TASK: Scale the records from the line with "Check that each instance of the waterfront" to the line with "Check that each instance of the white cloud", both included, and reproduce only those lines, requests included. Multiply each keypoint coordinate in the answers by 1.1 and round it to a whole number, with halves rounded up.

DATA TO PROCESS:
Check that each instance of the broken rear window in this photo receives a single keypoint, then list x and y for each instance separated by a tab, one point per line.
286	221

...

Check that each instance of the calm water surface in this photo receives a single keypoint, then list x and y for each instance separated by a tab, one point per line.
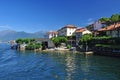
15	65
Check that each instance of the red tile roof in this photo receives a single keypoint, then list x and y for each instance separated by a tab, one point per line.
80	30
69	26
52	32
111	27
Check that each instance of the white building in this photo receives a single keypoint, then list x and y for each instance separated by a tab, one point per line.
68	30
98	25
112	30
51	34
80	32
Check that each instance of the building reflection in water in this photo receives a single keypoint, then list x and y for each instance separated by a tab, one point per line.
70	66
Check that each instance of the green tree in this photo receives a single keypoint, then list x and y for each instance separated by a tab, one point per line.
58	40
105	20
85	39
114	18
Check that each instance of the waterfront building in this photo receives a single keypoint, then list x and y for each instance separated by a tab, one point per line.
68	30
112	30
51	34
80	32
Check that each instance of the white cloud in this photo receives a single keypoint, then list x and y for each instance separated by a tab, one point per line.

PROBLEM SOLUTION:
Check that each instance of the waterfront building in this photo receives a single keypoint, then list x and y for each instance separated by a tab, one point per line.
75	33
123	33
56	37
88	35
Check that each instance of the white cloud in this photo receives a single keypoint, then list x and y for each instance separated by a tab, one point per line.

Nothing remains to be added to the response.